### WHAT THE TASK REQUIRES
Find the line that contains "For each instance of the balcony railing". Then set down that line and all the lines after it, to the end of the records, exactly and with nothing added.

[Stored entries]
......

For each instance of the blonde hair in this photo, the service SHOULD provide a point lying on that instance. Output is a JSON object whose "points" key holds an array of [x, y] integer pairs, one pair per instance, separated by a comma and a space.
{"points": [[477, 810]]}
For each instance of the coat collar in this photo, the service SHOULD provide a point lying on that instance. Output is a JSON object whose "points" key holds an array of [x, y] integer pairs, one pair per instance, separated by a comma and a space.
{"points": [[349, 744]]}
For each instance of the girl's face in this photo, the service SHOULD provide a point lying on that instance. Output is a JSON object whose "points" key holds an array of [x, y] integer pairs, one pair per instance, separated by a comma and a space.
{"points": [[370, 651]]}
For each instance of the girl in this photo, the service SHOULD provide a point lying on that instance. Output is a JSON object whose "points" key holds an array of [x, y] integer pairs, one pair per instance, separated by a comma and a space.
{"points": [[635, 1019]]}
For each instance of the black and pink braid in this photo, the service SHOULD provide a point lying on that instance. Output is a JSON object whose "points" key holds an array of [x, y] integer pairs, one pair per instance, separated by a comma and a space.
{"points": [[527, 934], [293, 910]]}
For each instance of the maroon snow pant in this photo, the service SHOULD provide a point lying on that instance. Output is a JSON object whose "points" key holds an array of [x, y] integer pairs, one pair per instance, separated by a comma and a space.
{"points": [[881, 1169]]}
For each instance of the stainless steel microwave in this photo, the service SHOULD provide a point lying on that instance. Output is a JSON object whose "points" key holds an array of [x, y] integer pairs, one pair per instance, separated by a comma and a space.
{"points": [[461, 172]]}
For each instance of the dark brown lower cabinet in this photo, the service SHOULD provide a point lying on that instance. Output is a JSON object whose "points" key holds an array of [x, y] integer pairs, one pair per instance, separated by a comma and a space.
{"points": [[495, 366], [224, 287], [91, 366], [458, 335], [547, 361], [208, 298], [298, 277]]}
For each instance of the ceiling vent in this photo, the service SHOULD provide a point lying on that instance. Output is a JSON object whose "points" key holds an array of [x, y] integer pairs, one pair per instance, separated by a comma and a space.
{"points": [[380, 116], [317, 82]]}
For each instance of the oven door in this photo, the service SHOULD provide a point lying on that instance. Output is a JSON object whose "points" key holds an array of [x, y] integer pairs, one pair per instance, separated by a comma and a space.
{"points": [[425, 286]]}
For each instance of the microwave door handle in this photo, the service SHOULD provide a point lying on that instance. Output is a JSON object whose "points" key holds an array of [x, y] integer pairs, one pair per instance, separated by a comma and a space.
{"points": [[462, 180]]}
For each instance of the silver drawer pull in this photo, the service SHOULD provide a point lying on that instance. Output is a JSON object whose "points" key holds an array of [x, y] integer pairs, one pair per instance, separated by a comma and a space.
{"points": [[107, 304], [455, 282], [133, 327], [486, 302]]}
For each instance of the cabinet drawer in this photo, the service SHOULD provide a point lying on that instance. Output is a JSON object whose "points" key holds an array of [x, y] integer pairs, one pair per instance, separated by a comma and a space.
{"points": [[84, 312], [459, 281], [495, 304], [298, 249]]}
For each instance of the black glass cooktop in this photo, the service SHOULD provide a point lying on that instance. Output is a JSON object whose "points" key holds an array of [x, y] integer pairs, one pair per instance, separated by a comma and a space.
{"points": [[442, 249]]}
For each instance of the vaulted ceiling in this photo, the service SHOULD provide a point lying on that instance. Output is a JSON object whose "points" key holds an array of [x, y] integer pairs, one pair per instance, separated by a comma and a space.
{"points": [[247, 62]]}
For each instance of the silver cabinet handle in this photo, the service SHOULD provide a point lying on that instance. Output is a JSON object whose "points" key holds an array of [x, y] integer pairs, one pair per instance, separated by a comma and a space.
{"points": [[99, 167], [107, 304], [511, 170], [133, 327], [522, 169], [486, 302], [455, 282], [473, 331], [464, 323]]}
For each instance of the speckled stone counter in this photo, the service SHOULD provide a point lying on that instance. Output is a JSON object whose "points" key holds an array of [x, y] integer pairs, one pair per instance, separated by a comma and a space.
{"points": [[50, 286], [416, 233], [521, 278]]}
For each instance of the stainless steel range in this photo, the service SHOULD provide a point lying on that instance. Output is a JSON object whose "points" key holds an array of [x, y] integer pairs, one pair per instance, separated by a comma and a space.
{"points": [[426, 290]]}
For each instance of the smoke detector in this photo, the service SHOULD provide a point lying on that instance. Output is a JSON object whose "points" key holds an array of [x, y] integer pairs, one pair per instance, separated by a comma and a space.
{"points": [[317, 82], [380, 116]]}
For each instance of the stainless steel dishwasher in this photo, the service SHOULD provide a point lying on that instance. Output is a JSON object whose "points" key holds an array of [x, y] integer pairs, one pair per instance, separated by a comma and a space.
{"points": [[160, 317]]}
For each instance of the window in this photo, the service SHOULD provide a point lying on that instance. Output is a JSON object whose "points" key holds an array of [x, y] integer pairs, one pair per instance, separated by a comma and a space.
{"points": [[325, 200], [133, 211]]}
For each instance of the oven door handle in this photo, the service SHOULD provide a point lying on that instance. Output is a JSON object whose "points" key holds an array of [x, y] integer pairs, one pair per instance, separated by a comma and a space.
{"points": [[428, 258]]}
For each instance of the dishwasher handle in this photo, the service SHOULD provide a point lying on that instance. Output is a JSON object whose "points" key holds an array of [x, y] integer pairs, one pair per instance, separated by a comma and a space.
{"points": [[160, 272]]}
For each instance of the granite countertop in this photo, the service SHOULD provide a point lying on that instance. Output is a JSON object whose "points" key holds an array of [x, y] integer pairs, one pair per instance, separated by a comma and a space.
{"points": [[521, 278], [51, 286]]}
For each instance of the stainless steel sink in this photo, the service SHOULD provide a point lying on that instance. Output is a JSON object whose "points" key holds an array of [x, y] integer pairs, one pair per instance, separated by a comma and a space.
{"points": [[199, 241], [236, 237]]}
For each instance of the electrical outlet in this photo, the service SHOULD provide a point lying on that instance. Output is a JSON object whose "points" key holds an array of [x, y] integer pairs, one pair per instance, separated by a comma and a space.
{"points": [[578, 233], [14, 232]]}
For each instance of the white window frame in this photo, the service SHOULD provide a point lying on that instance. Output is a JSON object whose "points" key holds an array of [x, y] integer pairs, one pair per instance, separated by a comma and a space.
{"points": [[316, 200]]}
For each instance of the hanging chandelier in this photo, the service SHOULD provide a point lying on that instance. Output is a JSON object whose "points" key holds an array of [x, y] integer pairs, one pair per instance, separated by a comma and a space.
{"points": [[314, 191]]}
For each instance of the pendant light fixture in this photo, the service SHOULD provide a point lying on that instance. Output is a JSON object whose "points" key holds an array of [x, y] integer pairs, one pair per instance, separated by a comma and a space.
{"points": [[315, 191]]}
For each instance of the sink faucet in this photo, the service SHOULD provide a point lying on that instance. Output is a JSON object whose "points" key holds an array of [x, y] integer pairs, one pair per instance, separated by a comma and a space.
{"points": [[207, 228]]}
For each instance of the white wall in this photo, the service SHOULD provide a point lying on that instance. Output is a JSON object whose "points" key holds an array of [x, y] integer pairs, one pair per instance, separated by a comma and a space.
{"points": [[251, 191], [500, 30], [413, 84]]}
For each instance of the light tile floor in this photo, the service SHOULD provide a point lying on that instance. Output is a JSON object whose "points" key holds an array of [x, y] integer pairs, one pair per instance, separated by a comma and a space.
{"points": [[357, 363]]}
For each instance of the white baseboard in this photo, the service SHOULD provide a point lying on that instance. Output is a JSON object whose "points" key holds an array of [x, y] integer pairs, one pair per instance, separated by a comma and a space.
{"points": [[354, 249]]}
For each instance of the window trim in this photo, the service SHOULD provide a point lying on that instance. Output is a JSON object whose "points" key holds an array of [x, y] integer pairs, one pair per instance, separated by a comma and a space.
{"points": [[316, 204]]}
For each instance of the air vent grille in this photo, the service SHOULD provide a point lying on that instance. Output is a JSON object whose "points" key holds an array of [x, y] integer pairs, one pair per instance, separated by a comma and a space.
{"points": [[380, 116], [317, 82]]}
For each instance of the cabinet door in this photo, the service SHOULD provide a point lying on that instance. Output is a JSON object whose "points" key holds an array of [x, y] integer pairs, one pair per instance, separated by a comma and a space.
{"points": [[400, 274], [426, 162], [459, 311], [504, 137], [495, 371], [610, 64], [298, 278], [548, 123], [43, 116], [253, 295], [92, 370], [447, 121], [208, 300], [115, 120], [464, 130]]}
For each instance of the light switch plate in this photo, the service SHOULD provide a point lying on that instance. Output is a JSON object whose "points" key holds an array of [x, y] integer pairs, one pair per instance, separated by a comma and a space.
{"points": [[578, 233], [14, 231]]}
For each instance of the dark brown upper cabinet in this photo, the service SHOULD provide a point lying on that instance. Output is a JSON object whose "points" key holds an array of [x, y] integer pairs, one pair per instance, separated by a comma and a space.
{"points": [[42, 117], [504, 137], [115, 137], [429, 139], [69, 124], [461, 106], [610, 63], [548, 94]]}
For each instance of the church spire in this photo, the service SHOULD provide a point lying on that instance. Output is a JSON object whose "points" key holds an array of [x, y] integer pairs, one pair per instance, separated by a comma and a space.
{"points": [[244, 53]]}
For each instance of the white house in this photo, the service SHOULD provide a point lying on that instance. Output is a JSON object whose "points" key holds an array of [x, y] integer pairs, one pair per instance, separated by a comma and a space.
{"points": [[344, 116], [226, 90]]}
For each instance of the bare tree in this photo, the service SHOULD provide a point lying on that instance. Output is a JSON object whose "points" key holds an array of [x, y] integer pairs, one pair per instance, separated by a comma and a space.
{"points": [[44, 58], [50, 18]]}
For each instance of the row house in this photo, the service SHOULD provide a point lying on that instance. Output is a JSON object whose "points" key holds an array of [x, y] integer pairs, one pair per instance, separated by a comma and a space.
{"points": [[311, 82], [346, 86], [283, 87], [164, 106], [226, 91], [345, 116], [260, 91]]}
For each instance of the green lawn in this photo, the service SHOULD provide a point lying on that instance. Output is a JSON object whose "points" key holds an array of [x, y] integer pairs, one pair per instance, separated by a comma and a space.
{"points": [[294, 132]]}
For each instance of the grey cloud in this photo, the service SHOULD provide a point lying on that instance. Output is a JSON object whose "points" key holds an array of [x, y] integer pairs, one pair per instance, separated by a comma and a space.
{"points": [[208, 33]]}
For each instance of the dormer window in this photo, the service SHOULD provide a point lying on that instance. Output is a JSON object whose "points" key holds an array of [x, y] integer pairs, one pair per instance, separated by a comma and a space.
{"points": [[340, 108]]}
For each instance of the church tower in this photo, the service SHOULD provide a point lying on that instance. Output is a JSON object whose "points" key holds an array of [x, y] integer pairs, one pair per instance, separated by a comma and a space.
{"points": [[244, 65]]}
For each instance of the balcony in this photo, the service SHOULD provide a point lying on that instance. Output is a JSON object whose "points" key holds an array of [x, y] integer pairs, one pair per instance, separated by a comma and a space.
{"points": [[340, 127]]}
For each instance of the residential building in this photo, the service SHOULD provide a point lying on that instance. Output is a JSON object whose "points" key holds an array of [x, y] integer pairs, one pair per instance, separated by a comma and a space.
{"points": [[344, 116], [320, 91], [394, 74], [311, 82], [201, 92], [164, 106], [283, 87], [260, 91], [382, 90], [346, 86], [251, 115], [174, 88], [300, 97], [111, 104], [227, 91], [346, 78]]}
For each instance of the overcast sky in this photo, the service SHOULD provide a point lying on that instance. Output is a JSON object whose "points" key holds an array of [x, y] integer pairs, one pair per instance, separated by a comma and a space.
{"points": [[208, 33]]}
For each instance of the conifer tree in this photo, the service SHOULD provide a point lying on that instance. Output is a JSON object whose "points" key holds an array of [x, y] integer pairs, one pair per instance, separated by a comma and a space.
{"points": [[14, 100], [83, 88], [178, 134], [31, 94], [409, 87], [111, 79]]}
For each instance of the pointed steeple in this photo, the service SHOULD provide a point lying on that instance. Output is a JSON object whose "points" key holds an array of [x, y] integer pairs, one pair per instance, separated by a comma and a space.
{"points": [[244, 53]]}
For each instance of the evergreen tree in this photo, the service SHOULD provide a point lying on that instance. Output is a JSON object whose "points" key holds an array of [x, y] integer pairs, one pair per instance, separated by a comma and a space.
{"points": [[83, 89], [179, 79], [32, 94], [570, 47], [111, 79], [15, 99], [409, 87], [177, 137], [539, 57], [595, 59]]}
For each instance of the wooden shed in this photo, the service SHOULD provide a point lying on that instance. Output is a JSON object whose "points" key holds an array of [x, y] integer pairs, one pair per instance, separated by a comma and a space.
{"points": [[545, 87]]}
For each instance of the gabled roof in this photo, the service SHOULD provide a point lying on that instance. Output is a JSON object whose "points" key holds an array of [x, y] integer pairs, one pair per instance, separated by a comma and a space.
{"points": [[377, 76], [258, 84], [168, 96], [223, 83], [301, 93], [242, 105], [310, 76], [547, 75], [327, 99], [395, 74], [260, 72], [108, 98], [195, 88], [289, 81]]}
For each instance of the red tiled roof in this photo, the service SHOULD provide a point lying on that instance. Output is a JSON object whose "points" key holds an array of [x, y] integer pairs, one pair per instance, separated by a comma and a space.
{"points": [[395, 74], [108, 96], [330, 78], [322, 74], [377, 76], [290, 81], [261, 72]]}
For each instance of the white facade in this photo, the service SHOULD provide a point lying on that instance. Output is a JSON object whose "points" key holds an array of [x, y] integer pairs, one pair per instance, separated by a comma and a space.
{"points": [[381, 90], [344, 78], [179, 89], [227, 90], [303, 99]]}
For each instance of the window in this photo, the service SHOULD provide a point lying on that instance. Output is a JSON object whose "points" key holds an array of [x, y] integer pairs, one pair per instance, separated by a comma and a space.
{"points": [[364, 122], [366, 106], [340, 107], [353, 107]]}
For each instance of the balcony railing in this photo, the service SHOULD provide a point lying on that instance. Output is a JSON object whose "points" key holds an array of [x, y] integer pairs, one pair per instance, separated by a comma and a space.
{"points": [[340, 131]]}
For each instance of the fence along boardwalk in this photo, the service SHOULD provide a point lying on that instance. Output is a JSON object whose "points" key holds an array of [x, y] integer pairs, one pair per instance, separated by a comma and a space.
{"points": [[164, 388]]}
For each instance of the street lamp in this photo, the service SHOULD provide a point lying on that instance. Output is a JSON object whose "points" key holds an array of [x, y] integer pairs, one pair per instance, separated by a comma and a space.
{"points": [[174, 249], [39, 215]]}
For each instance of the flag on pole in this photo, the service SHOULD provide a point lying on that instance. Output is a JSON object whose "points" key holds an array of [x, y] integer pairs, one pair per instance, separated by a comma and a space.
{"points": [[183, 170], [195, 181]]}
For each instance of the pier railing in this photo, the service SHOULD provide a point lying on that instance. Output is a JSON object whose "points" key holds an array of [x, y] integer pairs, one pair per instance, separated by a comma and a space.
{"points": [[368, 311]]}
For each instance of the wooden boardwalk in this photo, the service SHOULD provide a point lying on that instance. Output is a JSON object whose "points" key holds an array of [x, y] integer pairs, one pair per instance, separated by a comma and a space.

......

### COMPLETE ANSWER
For each instance of the balcony railing in this photo, the service SHOULD provide a point lying on that instance. Output is a JSON object whose "points" key holds an array of [x, y] integer pairs, one pair per instance, separated by a comma and a space.
{"points": [[340, 131]]}
For each instance of the fence along boardwalk in this photo, the service SHOULD provide a point lying on that instance. Output is a JSON object whose "points" key holds an array of [x, y] integer pairs, one pair per instance, separated by a comma and a space.
{"points": [[164, 388]]}
For each instance of the street lamp in this photo, the service SHOULD provide a point lying on that instance. Output is a JSON object whose "points" key holds an array of [x, y] integer pairs, one pair per instance, separated by a comma and a space.
{"points": [[174, 249], [39, 215]]}
For each instance of the flag on pole in this photo, the service SHOULD provide a point lying on that instance. Output is a JSON object whose "points" key holds an array of [x, y] integer pairs, one pair per instance, separated by a comma and a space.
{"points": [[183, 170], [195, 181]]}
For each instance of the pier railing in this photo, the service SHOULD provide a point lying on that instance. Output is a JSON object whose "points" key holds an array of [x, y] integer pairs, one pair per instance, separated by a comma and a space.
{"points": [[368, 311]]}
For each instance of the wooden boardwalk in this photo, the service SHOULD provide a point lying on that instance. Output is a JSON object whose "points" key holds an array of [x, y] integer pairs, one pair per instance, separated by a comma and a space.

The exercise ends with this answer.